Can you render the lines below as a Markdown table with the columns Row and Line, running from the line with "rough brick texture." up to and including the final line of the entries, numbering each row and leaving out blank lines?

* [Exercise data]
- - - - - - -

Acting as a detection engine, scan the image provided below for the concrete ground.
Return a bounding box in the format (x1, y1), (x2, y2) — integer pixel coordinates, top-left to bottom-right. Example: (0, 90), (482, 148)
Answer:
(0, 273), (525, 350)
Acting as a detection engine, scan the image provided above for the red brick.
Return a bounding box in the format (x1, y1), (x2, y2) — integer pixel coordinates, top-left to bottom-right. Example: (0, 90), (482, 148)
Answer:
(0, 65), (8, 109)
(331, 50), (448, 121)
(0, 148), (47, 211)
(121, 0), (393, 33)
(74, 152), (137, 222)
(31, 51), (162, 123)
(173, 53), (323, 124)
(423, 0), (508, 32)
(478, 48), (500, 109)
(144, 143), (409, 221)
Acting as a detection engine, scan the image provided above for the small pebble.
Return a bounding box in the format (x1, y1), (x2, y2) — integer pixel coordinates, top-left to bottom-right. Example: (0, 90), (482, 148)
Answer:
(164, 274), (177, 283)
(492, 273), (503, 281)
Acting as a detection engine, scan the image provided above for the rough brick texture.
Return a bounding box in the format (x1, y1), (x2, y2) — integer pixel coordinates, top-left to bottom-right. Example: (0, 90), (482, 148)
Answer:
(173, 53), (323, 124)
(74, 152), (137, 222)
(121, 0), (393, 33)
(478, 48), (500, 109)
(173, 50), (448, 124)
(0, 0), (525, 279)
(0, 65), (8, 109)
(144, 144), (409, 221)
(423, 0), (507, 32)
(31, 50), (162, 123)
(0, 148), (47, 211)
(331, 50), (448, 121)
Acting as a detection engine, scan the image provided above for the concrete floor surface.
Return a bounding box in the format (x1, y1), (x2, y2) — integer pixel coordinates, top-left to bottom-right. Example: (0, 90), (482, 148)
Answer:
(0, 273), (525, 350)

- - - - - - -

* [Reply]
| Row | Line |
|---|---|
| 1 | Acting as a detection engine, scan the image provided above for the rough brick texture. |
| 2 | Return a bounding box in the format (x1, y1), (x2, y2) — integer pixel coordinates, top-left to bottom-right. Example: (0, 90), (482, 148) |
| 3 | Answer: |
| 4 | (173, 53), (323, 124) |
| 5 | (74, 152), (137, 222) |
| 6 | (121, 0), (393, 33) |
| 7 | (478, 48), (500, 109) |
| 8 | (173, 50), (448, 124) |
| 9 | (0, 0), (525, 279) |
| 10 | (0, 65), (8, 109) |
| 11 | (144, 144), (409, 221) |
| 12 | (423, 0), (507, 32) |
| 13 | (31, 50), (162, 123) |
| 14 | (0, 148), (47, 211) |
| 15 | (331, 50), (448, 121) |
| 16 | Acting as a detection engine, scan the image provided above for the concrete floor surface. |
| 17 | Return a bounding box in the format (x1, y1), (x2, y2) — integer pixel coordinates, top-left to bottom-right. Example: (0, 90), (482, 148) |
| 18 | Answer: |
| 19 | (0, 273), (525, 350) |